Return the biographical text about Luis de la Cerda y de la Vega word for word, in full, before the records.

--- Start of SELECTED EXTRACT ---

= Luis de la Cerda y de la Vega =

Spanish aristocrat

Luis de la Cerda y de la Vega, 5th Count of Medinaceli (c. 1442 – Écija, 25 November 1501) was a Spanish aristocrat who was created 1st Duke of Medinaceli in 1479. He was also a patron of Christopher Columbus.

==Biography==
He was born into the family of a wealthy Andalusian landowner, Gaston de la Cerda y Sarmiento, 4th Count of Medinaceli (1414-1454), and Leonora de la Vega y Mendoza, Señora of Cogolludo and daughter of Íñigo López de Mendoza, 1st Marquis of Santillana. He was therefore a member of the powerful House of Mendoza.

=== 1st Duke of Medinaceli ===
On 10 June 1454, after the death of his father, Luis de la Cerda inherited the title of 5th Count of Medinaceli. In 1479, Queen Isabella the Catholic of Castile granted him the title of 1st Duke of Medinaceli. He took part in the wars against Portugal and the Emirate of Granada.

--- End of SELECTED EXTRACT ---
--- Start of RECORD EXCERPTS ---

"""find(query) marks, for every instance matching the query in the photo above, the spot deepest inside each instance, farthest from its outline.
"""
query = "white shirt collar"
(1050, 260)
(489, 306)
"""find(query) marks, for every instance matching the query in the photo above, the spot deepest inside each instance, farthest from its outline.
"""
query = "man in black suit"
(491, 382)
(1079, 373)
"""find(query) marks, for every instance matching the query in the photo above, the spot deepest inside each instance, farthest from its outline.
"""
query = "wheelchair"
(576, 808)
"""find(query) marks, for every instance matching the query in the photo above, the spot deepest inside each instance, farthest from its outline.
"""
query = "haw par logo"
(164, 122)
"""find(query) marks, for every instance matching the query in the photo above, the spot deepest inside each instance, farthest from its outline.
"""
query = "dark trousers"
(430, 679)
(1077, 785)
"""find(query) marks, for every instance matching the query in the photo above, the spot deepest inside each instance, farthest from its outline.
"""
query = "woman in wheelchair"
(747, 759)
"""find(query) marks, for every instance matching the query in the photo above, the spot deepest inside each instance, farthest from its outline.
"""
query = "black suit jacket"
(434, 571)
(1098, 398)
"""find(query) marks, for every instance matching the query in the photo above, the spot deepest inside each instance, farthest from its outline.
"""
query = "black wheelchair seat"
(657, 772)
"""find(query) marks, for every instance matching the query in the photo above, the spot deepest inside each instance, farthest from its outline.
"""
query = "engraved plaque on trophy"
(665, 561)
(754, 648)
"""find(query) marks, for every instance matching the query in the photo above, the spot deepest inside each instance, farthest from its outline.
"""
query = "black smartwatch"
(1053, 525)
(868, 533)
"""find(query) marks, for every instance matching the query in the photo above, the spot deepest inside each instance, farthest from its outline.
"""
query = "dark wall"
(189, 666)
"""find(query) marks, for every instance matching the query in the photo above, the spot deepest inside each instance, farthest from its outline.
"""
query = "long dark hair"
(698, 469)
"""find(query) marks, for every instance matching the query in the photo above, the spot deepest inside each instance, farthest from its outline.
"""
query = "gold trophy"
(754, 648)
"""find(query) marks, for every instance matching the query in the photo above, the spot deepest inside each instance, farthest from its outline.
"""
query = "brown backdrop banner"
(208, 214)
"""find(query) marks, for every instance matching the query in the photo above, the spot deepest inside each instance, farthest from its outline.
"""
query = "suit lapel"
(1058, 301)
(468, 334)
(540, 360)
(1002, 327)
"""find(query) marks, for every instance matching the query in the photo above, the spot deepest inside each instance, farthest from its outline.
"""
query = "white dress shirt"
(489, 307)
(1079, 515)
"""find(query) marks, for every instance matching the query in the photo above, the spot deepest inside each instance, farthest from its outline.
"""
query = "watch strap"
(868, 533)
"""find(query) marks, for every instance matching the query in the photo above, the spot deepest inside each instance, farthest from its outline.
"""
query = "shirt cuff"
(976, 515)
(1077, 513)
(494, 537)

--- End of RECORD EXCERPTS ---

● **FINAL RESULT**:
= Luis de la Cerda y de la Vega =

Spanish aristocrat

Luis de la Cerda y de la Vega, 5th Count of Medinaceli (c. 1442 – Écija, 25 November 1501) was a Spanish aristocrat who was created 1st Duke of Medinaceli in 1479. He was also a patron of Christopher Columbus.

==Biography==
He was born into the family of a wealthy Andalusian landowner, Gaston de la Cerda y Sarmiento, 4th Count of Medinaceli (1414-1454), and Leonora de la Vega y Mendoza, Señora of Cogolludo and daughter of Íñigo López de Mendoza, 1st Marquis of Santillana. He was therefore a member of the powerful House of Mendoza.

=== 1st Duke of Medinaceli ===
On 10 June 1454, after the death of his father, Luis de la Cerda inherited the title of 5th Count of Medinaceli. In 1479, Queen Isabella the Catholic of Castile granted him the title of 1st Duke of Medinaceli. He took part in the wars against Portugal and the Emirate of Granada.